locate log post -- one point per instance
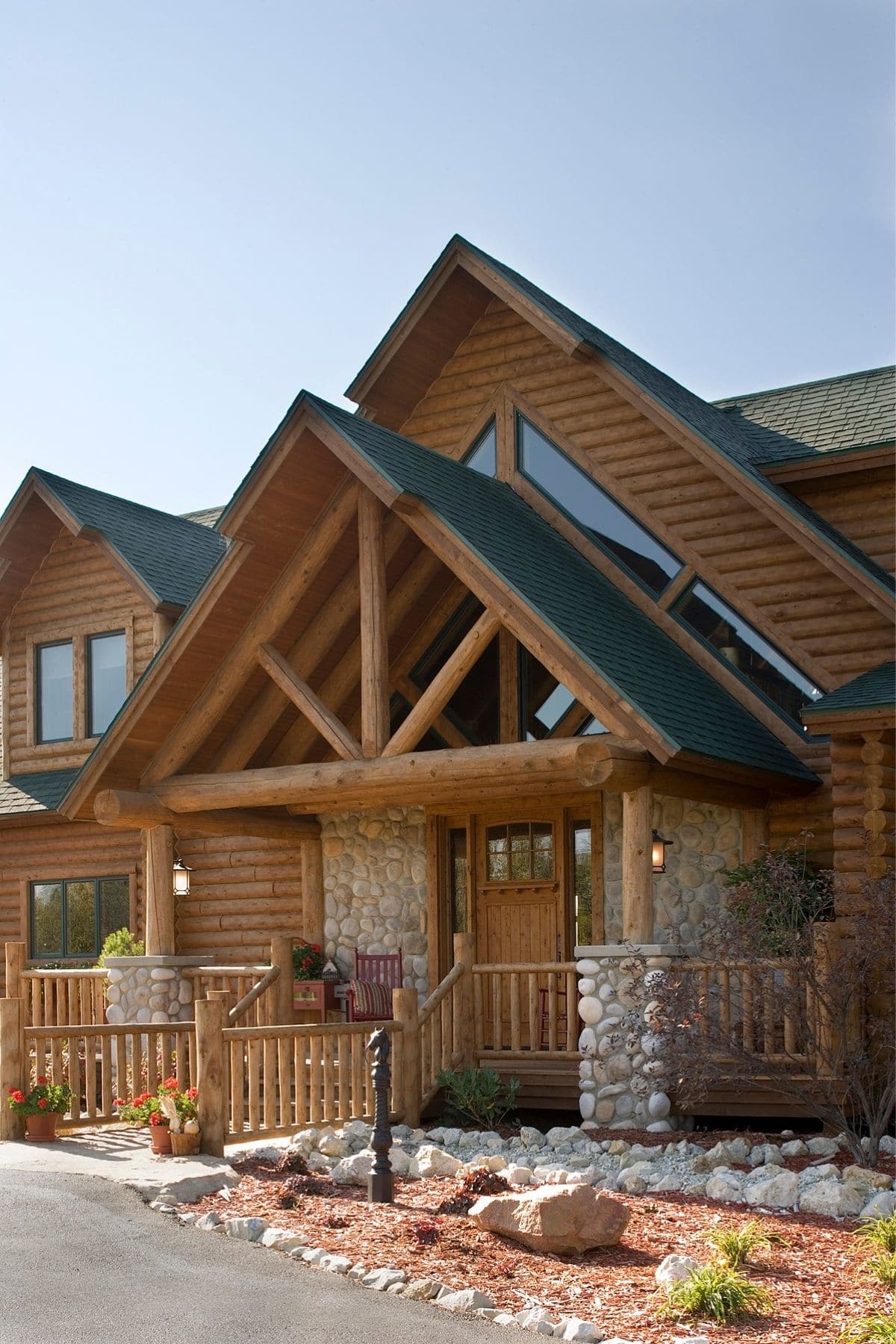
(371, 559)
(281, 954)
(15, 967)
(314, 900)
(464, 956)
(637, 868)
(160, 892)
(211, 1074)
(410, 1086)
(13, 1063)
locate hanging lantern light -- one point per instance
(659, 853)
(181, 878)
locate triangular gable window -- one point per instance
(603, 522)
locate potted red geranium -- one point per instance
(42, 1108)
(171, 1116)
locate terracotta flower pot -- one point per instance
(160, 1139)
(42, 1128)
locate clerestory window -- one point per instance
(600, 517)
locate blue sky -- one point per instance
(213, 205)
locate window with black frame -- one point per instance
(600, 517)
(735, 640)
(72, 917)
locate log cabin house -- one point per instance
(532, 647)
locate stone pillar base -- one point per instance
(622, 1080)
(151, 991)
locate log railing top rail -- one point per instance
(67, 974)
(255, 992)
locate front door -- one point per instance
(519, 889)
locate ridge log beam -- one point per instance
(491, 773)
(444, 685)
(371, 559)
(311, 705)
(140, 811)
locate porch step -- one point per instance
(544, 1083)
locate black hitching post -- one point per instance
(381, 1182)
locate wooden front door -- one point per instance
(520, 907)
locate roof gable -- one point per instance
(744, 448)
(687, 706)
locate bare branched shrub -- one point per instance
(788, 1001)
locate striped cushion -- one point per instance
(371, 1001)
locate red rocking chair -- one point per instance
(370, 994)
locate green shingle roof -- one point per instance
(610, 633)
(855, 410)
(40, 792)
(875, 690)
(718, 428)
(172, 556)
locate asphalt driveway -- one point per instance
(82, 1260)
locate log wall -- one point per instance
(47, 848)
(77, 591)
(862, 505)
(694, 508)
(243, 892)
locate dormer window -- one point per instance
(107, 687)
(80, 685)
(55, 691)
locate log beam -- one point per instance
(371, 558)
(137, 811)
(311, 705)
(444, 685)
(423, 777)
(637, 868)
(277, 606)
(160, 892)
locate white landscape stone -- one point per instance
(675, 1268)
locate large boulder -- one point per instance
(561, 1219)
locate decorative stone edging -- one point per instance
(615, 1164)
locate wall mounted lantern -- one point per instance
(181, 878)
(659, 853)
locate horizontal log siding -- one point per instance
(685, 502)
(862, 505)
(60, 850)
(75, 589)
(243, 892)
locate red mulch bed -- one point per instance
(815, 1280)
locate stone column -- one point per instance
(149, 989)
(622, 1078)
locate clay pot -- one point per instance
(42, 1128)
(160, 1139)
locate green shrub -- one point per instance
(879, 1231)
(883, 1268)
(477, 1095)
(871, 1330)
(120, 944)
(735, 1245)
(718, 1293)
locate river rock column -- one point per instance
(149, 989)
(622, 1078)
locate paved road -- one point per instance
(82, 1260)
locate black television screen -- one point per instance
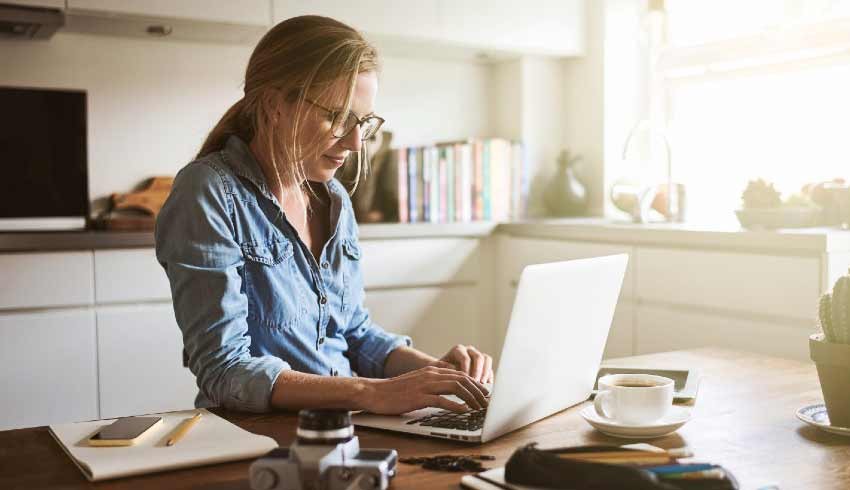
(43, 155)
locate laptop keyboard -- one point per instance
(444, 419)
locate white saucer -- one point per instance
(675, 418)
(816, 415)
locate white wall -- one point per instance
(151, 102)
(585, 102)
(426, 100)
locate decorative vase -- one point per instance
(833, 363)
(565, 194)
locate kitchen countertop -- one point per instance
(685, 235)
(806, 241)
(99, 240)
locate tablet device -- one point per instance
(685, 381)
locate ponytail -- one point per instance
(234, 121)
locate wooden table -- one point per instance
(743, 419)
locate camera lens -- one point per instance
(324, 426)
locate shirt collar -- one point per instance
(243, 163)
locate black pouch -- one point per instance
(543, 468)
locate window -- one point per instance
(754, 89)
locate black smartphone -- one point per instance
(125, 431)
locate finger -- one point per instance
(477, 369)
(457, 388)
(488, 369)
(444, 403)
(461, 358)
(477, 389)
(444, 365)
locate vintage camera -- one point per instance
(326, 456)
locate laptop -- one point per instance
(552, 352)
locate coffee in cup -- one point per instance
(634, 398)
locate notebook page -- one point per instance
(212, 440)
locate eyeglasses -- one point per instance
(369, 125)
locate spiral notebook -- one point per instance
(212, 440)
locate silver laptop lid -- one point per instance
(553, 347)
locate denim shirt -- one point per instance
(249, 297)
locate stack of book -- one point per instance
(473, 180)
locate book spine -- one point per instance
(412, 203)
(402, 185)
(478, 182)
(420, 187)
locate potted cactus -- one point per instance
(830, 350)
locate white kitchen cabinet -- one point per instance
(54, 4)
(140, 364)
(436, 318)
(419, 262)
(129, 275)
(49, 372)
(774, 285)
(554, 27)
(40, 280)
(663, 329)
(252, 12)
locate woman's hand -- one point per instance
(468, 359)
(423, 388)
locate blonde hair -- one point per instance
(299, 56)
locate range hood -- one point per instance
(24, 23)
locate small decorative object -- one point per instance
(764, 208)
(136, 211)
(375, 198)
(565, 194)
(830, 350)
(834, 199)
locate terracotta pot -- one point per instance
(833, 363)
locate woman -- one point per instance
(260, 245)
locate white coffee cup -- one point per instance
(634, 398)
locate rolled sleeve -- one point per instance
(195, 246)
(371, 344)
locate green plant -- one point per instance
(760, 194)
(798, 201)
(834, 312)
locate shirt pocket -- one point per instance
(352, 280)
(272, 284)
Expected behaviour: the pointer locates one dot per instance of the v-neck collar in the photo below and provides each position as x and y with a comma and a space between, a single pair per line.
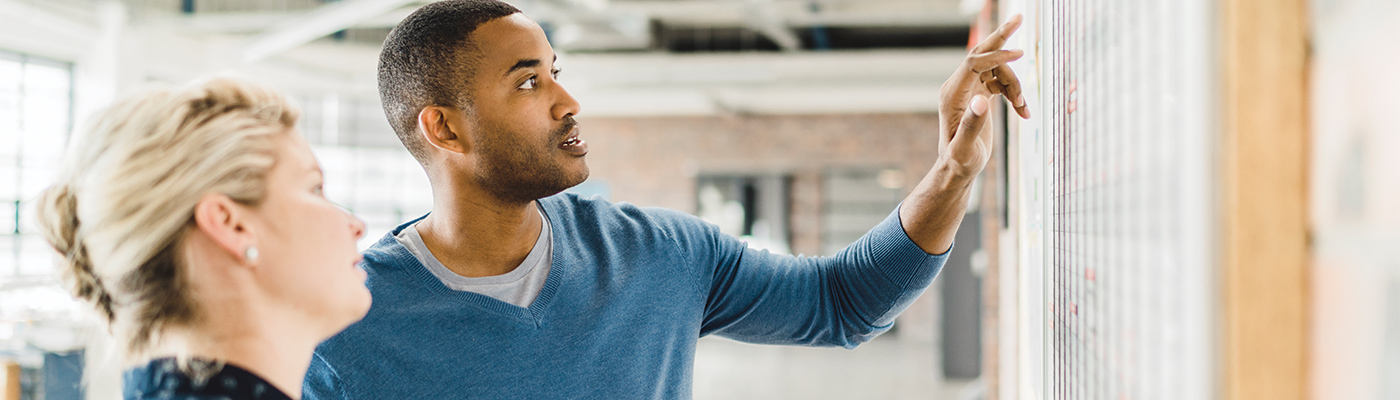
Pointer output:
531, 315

• _Work instruction_: Every last line above must be reproduced as written, and no pictures belong in the copy.

• _Completed task_:
locate log post -- one point per instance
(371, 559)
(281, 954)
(15, 967)
(314, 900)
(464, 956)
(637, 868)
(160, 892)
(211, 1074)
(410, 1086)
(13, 1063)
locate hanging lantern light -- one point per instance
(659, 853)
(181, 878)
locate triangular gable window -- one point per instance
(603, 522)
locate potted red geranium -- one point per instance
(42, 1108)
(171, 1116)
locate terracotta flower pot -- one point per instance
(160, 1139)
(42, 1128)
locate clerestory window -- one point per instance
(600, 517)
locate blue sky -- one point per instance
(213, 205)
locate window with black frame -- one point per instance
(600, 517)
(735, 640)
(72, 917)
locate log cabin house -- one point per instance
(532, 647)
locate stone pillar base -- one point per instance
(622, 1080)
(151, 991)
locate log railing top rail -- one point per instance
(67, 974)
(255, 992)
locate front door -- one point per instance
(519, 889)
locate ridge log beam -- one point per instance
(491, 773)
(444, 685)
(371, 559)
(311, 705)
(140, 811)
locate porch step -- one point per instance
(544, 1083)
locate black hitching post -- one point per instance
(381, 1182)
locate wooden front door -- one point per instance
(520, 907)
locate roof gable -- one point per instance
(744, 448)
(687, 706)
locate bare branched shrub -- one point per instance
(788, 1001)
locate striped cushion -- one point per instance
(371, 1001)
locate red rocking chair -- one point per instance
(370, 994)
locate green shingle roof -- one point per instance
(610, 633)
(855, 410)
(40, 792)
(875, 690)
(718, 428)
(172, 556)
locate asphalt driveway -- one point per instance
(82, 1260)
locate log wall -- one point per instance
(47, 848)
(77, 591)
(862, 505)
(694, 508)
(243, 892)
locate dormer window -- one point per instance
(107, 687)
(80, 685)
(55, 691)
locate log beam -- one point per instance
(371, 558)
(137, 811)
(311, 705)
(444, 685)
(423, 777)
(637, 868)
(277, 606)
(160, 892)
locate white landscape stone -- one point per instance
(675, 1268)
locate large boulder -- one point per instance
(561, 1219)
locate decorative stone edging -- one point per instance
(615, 1164)
locate wall mounted lantern -- one point per instance
(181, 878)
(659, 853)
locate horizontal log siding -- one point per instance
(685, 502)
(862, 505)
(60, 850)
(75, 589)
(243, 892)
locate red mulch bed -- one point per instance
(815, 1280)
locate stone column -- one point per instance
(149, 989)
(622, 1078)
locate clay pot -- one point per instance
(42, 1128)
(160, 1139)
locate green shrub -- one point per instance
(879, 1231)
(883, 1268)
(477, 1095)
(871, 1330)
(120, 944)
(735, 1245)
(718, 1293)
locate river rock column -- one point per instance
(149, 989)
(622, 1078)
locate paved road -- one point per instance
(82, 1260)
locate black television screen -- one point per instance
(43, 155)
locate laptop keyboard -- one point per instance
(444, 419)
locate white saucer -- one point per instance
(675, 418)
(816, 415)
locate white wall -- one point per instance
(151, 102)
(585, 102)
(426, 100)
locate decorative vase -- one point per instance
(833, 363)
(565, 194)
locate kitchen countertop -- one point per instance
(685, 235)
(806, 241)
(99, 240)
locate tablet device -- one point per instance
(685, 381)
locate ponytail -- one point per instance
(234, 121)
locate wooden table -- one point per instance
(743, 419)
locate camera lens -- one point per instance
(324, 426)
locate shirt collar -- one point per instance
(243, 163)
locate black pouch -- one point per instance
(543, 468)
locate window -- one point per instance
(754, 89)
locate black smartphone -- one point per instance
(125, 431)
locate finger -- one point per instance
(477, 369)
(457, 388)
(488, 369)
(444, 403)
(461, 358)
(477, 389)
(444, 365)
locate vintage camera -- one point per instance
(326, 456)
locate laptop -- one point per instance
(552, 352)
locate coffee in cup -- one point per instance
(634, 398)
locate notebook page -- one point per instance
(212, 440)
locate eyeglasses -- one point per instance
(369, 125)
locate spiral notebook -- one point per instance
(212, 440)
locate silver laptop lid -- one point per instance
(553, 347)
locate denim shirt -- one point per instance
(249, 297)
locate stack of book -- one point per instance
(473, 180)
locate book spine -- one point per instance
(412, 203)
(402, 185)
(478, 182)
(420, 187)
locate potted cactus -- one point per instance
(830, 350)
locate white kitchen cabinet -- one point per instance
(54, 4)
(140, 364)
(436, 318)
(419, 262)
(129, 275)
(49, 372)
(774, 285)
(554, 27)
(40, 280)
(663, 329)
(252, 12)
locate woman's hand -- one point per instance
(468, 359)
(423, 388)
locate blonde hair -- one point per instance
(299, 56)
locate range hood -- one point per instance
(24, 23)
locate small decorative object -- one point per instance
(764, 208)
(136, 211)
(375, 198)
(565, 194)
(830, 350)
(834, 199)
locate terracotta pot -- one point per instance
(833, 363)
locate woman -- one point per instance
(260, 245)
locate white coffee cup -- one point per instance
(634, 398)
locate rolled sleeve -- one point per instance
(195, 246)
(371, 344)
locate green plant -- one point per instance
(760, 194)
(798, 201)
(834, 312)
locate shirt pocket -- one point per instance
(352, 280)
(272, 284)
Expected behaviour: the pointer locates one dot per instance of the v-neck collar in the photo below and provides each position as x and y with a comma and a space between, a single pair per line.
Pointer output:
531, 315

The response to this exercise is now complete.